本文抜粋:
:::::
わたしの独立開業日誌 #社労士・久保田慎平


【編集部から】
士業の魅力は、独立開業できることにもあります。「将来は独立」を目標に合格を目指している方も多いのではないでしょうか。
そこで、「わたしの独立開業日誌」では、独立した先輩方に事務所開業にまつわるエピソードをリレー形式でお話しいただきます(木曜日の隔週連載)。
登場していただくのは、税理士・会計士をはじめ、業務で連携することの多い士業として司法書士や社労士などの実務家も予定しています。
将来の働き方を考えるヒントがきっと見つかるはずです

独立開業のきっかけ

神奈川県川崎市で社会保険労務士法人GOALを経営しております久保田慎平と申します。弊社は、2015年4月開業、2018年9月に法人化をして2023年4月で9年目を迎えます。

プロフィール写真

独立開業前は、都内の社労士事務所で4年間、社労士資格の勉強をしながら勤めていました。社労士を目指したきっかけや独立開業に至るまでの経緯についてはここでは省略しますが、簡単に説明をすると元々勤めていた社労士事務所の所長が社労士業務から離れる、というタイミングと私が社労士試験に合格したタイミングが重なり「独立しちゃいなよ」と言われたのがきっかけです(ご興味ありましたらこちらもご覧ください→https://goal4864.com/beginner)。

当時の社労士試験の合格発表は11月、その頃「4月に独立しちゃいなよ」と言われたので独立開業までに残された時間は半年弱、それからできることを探しました。

開業までに準備したこと

1.「独立開業とは」を調べる

将来的には独立開業・・・と、まったく考えていなかったので、まずは「独立開業とは」を調べました。税理士さんや公認会計士さんなどであれば税務関係の届出、社労士であれば職員を雇用するときの手続きについては知っているかもしれませんが独立開業するということは、それだけではありません。

独立開業に関する書籍を読んだり、商工会議所の創業塾に行ったりしました。士業向けの営業塾にも行きました。このようなものは「ひよこ食い」と揶揄されることもありますが、内容と卒業生の実績がしっかりしたものを選べば独立開業時の武器の一つになると考えています。

2.開業までにできるだけ人脈を作る

とにかく人脈だ!ということで、交流会にはよく参加していました。正直、良かったものも意味がなかったものもたくさんあります。ですが、開業当時から今までお付き合いが続いている方もおり、直接的・間接的に仕事に繋がっているので「とにかく動く」ということが初めは大切なのではないでしょうか。経験してみないと意味があるか無いかも判断できません。
:::::
データ:
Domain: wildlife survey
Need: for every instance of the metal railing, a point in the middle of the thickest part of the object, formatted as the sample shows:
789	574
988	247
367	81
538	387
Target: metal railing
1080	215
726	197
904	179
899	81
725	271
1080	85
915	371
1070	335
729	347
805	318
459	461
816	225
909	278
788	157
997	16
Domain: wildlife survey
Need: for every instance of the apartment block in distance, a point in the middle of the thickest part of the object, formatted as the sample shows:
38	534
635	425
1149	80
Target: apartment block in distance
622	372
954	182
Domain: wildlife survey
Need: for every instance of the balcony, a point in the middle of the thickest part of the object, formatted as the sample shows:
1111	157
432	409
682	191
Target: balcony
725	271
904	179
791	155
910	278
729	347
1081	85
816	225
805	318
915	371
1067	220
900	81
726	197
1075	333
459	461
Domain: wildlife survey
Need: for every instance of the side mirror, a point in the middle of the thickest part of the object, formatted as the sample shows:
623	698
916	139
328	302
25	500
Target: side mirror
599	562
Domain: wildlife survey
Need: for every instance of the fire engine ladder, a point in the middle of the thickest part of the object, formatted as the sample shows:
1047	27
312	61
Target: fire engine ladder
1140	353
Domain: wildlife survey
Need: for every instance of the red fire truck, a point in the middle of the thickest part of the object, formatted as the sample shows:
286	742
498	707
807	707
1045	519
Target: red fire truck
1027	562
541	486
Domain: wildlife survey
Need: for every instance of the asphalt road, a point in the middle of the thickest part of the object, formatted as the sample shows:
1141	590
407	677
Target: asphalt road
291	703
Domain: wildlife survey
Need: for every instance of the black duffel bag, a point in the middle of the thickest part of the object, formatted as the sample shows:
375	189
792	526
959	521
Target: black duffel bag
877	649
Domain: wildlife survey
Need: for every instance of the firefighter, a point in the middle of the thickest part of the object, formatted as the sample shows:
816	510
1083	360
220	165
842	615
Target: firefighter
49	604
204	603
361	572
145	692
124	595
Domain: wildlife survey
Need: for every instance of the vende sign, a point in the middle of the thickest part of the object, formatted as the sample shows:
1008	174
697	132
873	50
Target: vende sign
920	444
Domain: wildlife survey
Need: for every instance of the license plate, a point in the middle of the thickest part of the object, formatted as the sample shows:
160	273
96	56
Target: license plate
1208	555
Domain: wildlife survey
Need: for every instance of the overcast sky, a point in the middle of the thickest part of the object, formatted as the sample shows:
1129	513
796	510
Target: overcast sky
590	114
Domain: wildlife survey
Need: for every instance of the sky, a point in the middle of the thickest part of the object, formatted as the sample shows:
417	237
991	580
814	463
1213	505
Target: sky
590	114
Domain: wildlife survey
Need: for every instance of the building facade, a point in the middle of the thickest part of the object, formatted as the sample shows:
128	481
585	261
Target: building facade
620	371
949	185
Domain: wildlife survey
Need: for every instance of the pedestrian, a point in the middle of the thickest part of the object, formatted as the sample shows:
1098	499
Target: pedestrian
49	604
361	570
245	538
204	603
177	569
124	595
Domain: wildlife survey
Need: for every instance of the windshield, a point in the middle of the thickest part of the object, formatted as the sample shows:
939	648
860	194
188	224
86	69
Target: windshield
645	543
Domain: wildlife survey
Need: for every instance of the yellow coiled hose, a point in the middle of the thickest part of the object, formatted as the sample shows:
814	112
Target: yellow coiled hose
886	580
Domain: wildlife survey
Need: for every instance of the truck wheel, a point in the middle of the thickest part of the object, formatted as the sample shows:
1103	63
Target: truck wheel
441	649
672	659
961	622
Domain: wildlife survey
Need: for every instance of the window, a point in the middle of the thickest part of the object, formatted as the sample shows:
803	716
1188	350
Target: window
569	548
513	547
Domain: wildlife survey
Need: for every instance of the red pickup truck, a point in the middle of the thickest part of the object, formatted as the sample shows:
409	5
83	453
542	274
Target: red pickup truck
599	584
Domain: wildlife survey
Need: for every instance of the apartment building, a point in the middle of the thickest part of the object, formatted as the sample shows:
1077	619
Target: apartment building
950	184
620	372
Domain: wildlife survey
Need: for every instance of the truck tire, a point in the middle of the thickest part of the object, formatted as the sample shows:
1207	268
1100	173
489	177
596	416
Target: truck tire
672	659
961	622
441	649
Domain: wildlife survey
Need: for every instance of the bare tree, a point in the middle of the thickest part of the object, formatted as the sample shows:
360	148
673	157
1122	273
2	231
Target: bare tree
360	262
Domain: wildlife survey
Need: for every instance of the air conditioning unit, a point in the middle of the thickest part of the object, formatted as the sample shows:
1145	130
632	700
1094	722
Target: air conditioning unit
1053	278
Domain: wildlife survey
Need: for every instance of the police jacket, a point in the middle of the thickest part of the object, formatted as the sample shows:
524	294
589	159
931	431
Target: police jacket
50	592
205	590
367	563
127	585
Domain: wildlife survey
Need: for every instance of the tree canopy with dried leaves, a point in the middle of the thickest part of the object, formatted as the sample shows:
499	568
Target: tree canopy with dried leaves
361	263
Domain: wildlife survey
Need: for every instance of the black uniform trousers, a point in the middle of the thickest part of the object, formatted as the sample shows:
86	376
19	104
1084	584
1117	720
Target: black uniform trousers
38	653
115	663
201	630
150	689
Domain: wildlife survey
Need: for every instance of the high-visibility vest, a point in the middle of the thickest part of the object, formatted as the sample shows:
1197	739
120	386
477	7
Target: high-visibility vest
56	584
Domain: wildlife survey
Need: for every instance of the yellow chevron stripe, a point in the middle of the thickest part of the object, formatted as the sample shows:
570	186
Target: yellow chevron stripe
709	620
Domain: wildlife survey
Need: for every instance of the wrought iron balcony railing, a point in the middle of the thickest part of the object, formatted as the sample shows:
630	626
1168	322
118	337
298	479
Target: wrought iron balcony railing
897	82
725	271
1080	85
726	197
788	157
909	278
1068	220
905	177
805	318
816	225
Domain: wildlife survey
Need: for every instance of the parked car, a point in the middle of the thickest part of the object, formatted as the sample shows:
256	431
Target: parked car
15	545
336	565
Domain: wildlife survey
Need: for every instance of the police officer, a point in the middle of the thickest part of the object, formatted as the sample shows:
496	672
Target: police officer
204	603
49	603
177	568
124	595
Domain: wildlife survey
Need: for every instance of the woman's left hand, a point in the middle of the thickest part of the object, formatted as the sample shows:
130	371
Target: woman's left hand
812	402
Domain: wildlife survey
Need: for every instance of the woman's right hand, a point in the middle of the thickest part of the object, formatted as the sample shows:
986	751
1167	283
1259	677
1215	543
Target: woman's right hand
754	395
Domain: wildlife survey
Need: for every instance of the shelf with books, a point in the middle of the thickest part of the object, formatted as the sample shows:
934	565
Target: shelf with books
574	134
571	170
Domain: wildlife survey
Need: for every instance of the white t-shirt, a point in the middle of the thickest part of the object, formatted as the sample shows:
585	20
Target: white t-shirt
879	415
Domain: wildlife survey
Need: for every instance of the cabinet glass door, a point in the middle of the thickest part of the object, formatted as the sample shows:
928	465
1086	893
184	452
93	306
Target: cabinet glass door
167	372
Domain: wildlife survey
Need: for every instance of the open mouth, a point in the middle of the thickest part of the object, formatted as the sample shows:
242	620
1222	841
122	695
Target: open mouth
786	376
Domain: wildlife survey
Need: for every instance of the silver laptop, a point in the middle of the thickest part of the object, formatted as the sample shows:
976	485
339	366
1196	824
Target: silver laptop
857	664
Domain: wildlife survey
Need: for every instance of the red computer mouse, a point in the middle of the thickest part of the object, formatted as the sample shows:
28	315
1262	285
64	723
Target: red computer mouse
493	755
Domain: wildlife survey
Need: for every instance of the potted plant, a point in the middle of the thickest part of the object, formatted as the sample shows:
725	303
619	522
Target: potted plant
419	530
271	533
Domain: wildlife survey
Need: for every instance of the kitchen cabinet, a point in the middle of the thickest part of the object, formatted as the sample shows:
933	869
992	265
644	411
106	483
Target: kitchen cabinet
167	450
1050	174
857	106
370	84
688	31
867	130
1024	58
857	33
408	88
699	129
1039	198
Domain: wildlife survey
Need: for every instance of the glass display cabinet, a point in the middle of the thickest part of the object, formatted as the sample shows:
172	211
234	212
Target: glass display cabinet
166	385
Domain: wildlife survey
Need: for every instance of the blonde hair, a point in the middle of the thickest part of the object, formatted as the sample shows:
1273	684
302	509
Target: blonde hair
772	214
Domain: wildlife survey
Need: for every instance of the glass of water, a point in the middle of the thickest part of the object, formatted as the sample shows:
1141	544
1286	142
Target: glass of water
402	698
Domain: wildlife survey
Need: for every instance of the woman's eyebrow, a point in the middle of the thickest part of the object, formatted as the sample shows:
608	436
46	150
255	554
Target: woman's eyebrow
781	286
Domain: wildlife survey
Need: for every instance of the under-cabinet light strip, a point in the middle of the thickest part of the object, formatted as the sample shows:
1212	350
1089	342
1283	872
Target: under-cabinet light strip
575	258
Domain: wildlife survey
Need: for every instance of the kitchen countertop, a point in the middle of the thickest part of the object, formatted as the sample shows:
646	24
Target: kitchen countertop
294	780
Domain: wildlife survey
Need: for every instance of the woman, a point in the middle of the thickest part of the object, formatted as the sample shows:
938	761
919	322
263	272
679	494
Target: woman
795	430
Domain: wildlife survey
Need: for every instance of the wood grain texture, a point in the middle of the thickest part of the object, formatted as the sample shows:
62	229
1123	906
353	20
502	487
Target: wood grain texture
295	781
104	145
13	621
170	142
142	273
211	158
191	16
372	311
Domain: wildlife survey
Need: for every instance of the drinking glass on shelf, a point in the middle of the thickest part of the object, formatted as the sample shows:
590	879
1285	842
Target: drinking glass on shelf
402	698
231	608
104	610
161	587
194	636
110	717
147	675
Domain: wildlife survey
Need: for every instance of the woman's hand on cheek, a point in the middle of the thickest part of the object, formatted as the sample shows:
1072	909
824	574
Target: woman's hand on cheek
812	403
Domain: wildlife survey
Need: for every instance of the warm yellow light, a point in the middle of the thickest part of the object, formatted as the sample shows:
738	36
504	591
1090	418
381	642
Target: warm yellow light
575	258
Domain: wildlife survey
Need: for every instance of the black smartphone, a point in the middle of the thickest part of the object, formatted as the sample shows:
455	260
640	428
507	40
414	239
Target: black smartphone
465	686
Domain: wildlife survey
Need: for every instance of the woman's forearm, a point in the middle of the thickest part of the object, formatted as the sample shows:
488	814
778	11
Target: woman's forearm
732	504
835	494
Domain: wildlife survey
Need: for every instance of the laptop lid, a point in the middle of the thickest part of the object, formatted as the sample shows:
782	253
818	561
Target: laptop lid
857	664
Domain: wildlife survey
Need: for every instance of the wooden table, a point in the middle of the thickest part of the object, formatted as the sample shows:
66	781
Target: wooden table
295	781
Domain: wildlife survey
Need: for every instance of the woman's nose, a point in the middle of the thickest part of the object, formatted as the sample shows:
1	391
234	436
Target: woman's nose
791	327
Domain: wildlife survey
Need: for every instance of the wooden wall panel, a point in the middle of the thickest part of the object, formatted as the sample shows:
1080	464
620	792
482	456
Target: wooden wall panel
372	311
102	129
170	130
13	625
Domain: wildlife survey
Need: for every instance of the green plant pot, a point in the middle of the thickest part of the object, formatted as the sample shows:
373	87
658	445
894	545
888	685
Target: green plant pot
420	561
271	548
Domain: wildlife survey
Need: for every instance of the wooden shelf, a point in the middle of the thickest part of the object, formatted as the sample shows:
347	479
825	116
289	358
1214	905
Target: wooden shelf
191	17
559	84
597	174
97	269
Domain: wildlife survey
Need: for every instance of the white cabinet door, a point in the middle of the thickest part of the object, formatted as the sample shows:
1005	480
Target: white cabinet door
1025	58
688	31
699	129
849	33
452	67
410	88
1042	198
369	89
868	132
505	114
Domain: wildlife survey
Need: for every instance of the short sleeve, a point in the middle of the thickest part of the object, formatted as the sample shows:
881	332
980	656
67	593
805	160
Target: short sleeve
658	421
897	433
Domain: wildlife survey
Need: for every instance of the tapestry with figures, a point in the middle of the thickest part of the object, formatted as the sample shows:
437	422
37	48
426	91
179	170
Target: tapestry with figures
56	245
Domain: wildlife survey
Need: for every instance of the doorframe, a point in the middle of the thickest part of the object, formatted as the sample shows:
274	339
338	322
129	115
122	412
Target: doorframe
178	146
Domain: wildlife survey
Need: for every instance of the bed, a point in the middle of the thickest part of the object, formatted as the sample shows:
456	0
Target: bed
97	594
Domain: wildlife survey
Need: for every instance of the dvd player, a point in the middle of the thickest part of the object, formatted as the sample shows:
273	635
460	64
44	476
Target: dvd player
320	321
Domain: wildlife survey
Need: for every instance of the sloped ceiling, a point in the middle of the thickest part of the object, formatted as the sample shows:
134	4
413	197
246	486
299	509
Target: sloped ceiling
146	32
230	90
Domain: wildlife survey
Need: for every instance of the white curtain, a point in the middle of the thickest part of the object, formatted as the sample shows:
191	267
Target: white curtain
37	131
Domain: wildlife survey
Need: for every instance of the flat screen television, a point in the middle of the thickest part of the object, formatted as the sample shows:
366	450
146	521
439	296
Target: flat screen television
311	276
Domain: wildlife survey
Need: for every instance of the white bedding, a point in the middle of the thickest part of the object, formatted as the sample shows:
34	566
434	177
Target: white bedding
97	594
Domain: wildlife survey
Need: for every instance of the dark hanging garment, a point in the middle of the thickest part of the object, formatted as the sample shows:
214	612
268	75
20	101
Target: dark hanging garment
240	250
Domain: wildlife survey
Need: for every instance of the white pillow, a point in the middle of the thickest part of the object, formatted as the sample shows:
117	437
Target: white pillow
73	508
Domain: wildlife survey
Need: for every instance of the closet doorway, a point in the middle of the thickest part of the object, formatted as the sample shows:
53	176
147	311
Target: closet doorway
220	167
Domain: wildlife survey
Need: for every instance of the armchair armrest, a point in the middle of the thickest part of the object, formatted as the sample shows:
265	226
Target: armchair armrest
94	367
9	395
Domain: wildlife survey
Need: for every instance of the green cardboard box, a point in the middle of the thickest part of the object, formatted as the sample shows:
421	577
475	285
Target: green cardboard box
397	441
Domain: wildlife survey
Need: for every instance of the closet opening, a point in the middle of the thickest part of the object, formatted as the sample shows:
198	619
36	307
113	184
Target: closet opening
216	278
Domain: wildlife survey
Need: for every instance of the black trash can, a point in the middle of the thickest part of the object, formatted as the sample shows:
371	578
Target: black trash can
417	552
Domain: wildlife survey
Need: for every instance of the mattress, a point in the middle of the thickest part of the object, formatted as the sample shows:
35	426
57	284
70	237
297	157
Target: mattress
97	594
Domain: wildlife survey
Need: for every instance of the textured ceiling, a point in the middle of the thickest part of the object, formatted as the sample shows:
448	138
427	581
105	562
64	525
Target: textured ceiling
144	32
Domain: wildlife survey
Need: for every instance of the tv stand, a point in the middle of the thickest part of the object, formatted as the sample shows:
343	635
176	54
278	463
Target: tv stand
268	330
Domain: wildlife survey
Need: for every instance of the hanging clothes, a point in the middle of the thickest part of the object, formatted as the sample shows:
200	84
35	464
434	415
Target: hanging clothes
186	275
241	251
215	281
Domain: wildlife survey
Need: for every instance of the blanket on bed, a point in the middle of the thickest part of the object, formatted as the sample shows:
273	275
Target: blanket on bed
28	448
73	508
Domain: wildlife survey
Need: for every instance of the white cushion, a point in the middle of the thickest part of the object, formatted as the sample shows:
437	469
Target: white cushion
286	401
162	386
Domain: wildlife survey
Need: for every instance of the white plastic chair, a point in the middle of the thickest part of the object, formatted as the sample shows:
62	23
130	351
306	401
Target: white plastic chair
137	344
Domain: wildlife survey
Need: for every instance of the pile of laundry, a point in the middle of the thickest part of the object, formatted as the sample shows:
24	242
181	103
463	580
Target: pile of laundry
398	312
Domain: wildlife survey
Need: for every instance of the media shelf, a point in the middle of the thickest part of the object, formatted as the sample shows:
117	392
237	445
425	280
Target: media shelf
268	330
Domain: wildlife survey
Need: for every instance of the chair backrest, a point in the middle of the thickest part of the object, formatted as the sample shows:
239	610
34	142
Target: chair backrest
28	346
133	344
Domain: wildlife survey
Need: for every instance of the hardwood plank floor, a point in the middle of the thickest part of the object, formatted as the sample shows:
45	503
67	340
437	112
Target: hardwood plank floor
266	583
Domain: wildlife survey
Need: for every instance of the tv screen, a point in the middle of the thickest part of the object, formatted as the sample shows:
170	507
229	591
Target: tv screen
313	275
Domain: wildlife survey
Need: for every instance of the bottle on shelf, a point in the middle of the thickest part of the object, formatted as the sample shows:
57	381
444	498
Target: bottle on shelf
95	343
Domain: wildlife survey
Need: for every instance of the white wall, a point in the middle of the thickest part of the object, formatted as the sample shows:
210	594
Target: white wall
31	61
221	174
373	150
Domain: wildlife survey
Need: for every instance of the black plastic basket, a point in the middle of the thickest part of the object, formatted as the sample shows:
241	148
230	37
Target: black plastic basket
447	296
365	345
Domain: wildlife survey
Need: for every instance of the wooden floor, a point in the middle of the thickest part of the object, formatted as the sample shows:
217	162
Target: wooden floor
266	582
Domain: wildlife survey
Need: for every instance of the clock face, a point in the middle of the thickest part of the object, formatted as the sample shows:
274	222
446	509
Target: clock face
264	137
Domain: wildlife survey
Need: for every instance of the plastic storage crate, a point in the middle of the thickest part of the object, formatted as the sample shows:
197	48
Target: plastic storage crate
:::::
小課題 A:
本文抜粋で、筆者が「独立開業とは」を調べるために行ったことを、すべて挙げてください。
小課題 B:
本文抜粋の内容を二文でまとめてください。
小課題 C:
本文抜粋によると、筆者の事務所が法人化したのはいつですか?
答えるときは本文抜粋に書かれている内容だけを根拠にしてください。

解答 A:
・独立開業に関する書籍を読んだ
・商工会議所の創業塾に行った
・士業向けの営業塾に行った

解答 B:
社労士の久保田慎平氏は、勤めていた社労士事務所の所長が社労士業務から離れる時期と自身の試験合格が重なり、「独立しちゃいなよ」と言われたことをきっかけに、2015年4月に独立開業した。開業までの半年弱で、書籍や創業塾、営業塾を通じて独立開業について調べ、交流会に参加して人脈作りに努めた。

解答 C:
2018年9月です。